Work instruction:
Transcribe only what runs from the line including "Task: locate the clear" through the last line of the entries, exactly as it appears.

Source data:

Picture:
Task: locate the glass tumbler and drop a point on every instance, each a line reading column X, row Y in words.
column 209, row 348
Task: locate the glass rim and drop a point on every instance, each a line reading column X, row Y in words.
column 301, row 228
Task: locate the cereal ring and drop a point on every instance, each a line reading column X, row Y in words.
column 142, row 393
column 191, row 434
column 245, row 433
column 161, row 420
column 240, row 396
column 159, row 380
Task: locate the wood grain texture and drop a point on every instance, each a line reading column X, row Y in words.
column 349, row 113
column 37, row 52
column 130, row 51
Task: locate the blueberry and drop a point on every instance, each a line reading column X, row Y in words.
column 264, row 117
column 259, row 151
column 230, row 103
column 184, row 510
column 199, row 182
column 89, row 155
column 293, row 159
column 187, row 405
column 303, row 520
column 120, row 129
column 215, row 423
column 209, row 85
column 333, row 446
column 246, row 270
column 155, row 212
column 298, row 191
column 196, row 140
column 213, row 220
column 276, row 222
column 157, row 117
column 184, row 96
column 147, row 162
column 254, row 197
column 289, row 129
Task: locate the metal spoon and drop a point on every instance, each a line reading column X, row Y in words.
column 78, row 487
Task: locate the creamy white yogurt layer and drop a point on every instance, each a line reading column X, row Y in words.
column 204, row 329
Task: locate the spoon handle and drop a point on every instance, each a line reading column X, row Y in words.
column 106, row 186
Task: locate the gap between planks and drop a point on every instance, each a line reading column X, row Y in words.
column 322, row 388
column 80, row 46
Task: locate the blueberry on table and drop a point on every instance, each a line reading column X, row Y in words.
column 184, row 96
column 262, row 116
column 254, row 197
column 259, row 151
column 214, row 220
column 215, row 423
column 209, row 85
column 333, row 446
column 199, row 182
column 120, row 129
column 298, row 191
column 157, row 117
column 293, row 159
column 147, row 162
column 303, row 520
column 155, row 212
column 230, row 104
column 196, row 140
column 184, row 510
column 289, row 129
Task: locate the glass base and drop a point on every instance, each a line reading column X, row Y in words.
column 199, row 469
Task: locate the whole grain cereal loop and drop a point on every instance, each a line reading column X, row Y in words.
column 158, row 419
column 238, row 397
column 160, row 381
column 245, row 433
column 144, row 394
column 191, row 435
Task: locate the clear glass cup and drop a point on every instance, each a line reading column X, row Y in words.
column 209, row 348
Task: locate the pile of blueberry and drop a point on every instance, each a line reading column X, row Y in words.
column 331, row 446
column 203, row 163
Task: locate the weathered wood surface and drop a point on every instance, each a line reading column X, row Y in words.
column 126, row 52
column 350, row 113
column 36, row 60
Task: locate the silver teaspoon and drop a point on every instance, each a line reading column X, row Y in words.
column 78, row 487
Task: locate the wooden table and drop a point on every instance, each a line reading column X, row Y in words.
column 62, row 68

Exercise output:
Task: locate the clear glass cup and drop a point on every instance, each a line reading column X, row Y in words.
column 209, row 348
Task: locate the pile of blueberry and drop a point on every instance, each a line reading column X, row Y in words.
column 331, row 446
column 203, row 163
Task: locate the weathered wood surface and drop a point on every instance, each a line reading column X, row Y in words.
column 126, row 52
column 350, row 113
column 36, row 60
Task: locate the silver teaspoon and drop a point on every instance, each a line reading column X, row Y in words.
column 78, row 487
Task: locate the wooden table and drop a point on every instance, each a line reading column X, row Y in words.
column 62, row 68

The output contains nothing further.